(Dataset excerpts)

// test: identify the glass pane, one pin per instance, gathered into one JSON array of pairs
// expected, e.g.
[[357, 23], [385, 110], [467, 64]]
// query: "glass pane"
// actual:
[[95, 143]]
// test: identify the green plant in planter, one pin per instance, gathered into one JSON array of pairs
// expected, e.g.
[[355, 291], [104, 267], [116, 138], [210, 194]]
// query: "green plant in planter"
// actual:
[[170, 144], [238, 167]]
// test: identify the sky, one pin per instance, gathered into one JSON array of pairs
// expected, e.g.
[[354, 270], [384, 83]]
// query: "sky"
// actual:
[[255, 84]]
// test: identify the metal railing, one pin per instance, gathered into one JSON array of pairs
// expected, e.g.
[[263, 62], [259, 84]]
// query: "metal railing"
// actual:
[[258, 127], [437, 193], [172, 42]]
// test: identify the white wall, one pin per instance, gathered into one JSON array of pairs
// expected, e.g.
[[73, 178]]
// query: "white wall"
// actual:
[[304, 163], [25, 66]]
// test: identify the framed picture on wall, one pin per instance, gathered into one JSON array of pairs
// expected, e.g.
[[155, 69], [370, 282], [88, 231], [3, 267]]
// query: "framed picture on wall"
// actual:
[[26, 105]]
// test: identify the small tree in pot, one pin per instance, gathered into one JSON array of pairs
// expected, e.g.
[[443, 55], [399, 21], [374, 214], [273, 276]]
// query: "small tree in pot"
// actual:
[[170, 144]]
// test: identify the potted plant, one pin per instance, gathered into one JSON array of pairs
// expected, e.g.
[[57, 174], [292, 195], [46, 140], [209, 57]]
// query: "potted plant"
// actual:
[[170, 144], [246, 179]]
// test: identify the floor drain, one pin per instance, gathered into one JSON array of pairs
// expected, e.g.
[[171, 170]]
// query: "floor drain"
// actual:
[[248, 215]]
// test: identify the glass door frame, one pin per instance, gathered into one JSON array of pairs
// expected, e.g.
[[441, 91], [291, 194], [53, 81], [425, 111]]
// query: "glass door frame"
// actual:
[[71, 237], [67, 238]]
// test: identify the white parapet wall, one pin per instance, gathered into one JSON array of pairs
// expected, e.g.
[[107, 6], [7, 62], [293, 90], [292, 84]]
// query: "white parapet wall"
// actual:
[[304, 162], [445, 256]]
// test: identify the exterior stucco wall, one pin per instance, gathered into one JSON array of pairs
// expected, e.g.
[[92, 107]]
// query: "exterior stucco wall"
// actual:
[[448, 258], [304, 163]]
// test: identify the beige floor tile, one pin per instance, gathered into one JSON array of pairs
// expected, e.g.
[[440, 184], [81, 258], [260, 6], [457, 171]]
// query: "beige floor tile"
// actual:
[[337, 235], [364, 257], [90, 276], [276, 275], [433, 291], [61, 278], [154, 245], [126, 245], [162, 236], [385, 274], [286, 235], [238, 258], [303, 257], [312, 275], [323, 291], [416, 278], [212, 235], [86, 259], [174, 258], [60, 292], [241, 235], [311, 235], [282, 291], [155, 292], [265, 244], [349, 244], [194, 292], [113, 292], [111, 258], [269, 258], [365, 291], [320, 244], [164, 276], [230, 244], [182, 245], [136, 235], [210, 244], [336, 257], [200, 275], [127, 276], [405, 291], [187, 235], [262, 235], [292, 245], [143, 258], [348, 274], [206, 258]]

The task
Each entry above needs to be retyped exactly.

Finished task
// test: identify the glass pane, one pin per instance, gathered into one JSON array of pairs
// expected, e.g.
[[357, 23], [385, 110], [467, 64]]
// query: "glass pane"
// actual:
[[95, 143]]
// test: identify the green plant in planter, one pin per instance, gathered into one JSON array of pairs
// expected, e.g.
[[355, 291], [104, 267], [116, 138], [210, 194]]
// query: "green plant in planter"
// actual:
[[170, 144], [238, 167]]
// test: identify the sky, one pin per instance, gathered into one JSON array of pairs
// expected, e.g.
[[354, 270], [384, 83]]
// query: "sky"
// actual:
[[255, 84]]
// test: identify the metal railing, one pin per instance, gathered into one JSON array of pairs
// expected, e.g.
[[263, 62], [259, 84]]
// query: "metal railing"
// actual:
[[258, 127], [437, 193], [172, 42]]
// test: identify the white wall, one pin per instance, gathered into one JSON array of pairs
// expected, e.g.
[[73, 178]]
// query: "white wall"
// actual:
[[304, 163], [25, 66]]
// test: identify the framed picture on wall, one pin per instance, gathered into one JSON array of pairs
// expected, e.g.
[[155, 69], [370, 282], [88, 231], [3, 267]]
// query: "framed picture on wall"
// actual:
[[26, 105]]
// test: identify the small tree in pot, one pin per instance, gathered into one JSON array of pairs
// expected, e.g.
[[443, 55], [399, 21], [374, 214], [273, 276]]
// query: "small tree in pot"
// actual:
[[170, 144]]
// test: identify the potted plant, one pin per instance, gathered into one JSON array of pairs
// expected, e.g.
[[57, 174], [292, 195], [46, 140], [209, 57]]
// query: "potted plant"
// actual:
[[170, 144], [246, 179]]
// test: identify the floor drain, one pin per instance, gathered into one JSON array of pairs
// expected, e.g.
[[171, 170]]
// query: "floor drain"
// actual:
[[248, 215]]
// test: identify the glass door frame, one pin per instance, gathered into one JSON array of pairs
// expected, e.g.
[[441, 91], [291, 194], [53, 81], [425, 111]]
// query: "glass door frame"
// actual:
[[71, 237], [67, 238]]
// test: identify the white parapet wall, one pin per instance, gathered into one JSON array of pairs
// expected, e.g.
[[107, 6], [7, 62], [293, 90], [292, 84]]
// query: "white parapet wall"
// actual:
[[304, 162], [445, 256]]
// test: identify the exterior stucco wall, one pin per instance, gathered into one JSON array of pairs
// expected, e.g.
[[92, 107]]
// query: "exterior stucco wall"
// actual:
[[448, 258], [304, 163]]
// test: identify the beige floor tile, one pin per instance, gathered into one JSON array of pairs
// expected, e.g.
[[440, 184], [81, 258], [260, 6], [457, 171]]
// query: "beige floor tile"
// actual:
[[337, 235], [364, 257], [90, 276], [276, 275], [433, 291], [61, 278], [154, 245], [126, 245], [162, 236], [385, 274], [286, 235], [238, 258], [303, 257], [312, 275], [323, 291], [416, 278], [212, 235], [86, 259], [174, 258], [60, 292], [241, 235], [311, 235], [282, 291], [155, 292], [265, 244], [349, 244], [194, 292], [113, 292], [111, 258], [269, 258], [365, 291], [320, 244], [164, 276], [230, 244], [182, 245], [136, 235], [210, 244], [336, 257], [200, 275], [127, 276], [405, 291], [187, 235], [262, 235], [292, 245], [143, 258], [348, 274], [206, 258]]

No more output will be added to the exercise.